Which lines in the rows below contain the word "faucet"? Pull out each of them in full.

(EXERCISE MATERIALS)
## Start

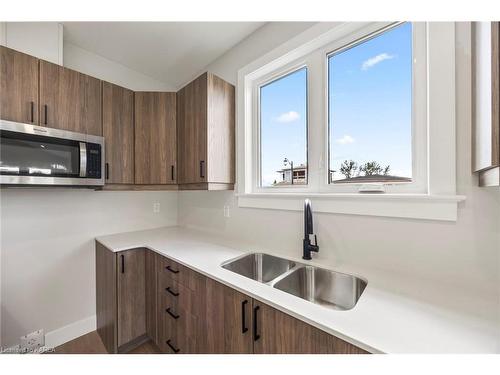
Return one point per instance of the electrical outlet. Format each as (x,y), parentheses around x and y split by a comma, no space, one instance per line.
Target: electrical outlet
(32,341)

## End
## Start

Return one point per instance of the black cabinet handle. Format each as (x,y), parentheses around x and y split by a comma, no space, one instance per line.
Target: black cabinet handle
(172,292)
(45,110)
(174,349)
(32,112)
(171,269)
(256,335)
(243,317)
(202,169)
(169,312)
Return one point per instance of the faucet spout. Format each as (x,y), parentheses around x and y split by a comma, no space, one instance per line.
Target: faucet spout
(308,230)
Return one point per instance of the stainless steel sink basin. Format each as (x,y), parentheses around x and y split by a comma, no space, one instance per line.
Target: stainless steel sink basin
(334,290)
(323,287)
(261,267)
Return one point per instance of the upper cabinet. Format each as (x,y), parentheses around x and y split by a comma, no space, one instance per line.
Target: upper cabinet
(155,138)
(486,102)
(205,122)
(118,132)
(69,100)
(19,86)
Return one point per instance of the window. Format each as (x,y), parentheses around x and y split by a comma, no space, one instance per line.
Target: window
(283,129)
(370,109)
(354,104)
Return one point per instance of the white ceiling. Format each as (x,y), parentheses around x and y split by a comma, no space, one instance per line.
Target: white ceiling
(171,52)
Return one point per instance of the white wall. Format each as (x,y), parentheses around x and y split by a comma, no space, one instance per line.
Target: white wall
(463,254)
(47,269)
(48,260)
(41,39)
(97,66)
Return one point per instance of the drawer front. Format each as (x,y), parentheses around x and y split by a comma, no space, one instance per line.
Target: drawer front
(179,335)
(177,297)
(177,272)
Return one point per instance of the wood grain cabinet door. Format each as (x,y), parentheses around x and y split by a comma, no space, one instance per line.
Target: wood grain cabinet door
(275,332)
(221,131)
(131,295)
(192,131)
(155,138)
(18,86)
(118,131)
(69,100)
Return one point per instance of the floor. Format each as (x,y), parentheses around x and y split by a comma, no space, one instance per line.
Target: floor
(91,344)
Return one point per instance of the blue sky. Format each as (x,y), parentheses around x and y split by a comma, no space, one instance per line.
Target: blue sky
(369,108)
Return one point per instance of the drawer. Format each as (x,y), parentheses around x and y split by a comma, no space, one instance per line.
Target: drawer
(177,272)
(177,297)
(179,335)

## End

(ANSWER BELOW)
Return one point per instance of the faucet spout. Format each as (x,y), parentheses around x and y split by a comma, no space, one instance per line.
Target: faucet spout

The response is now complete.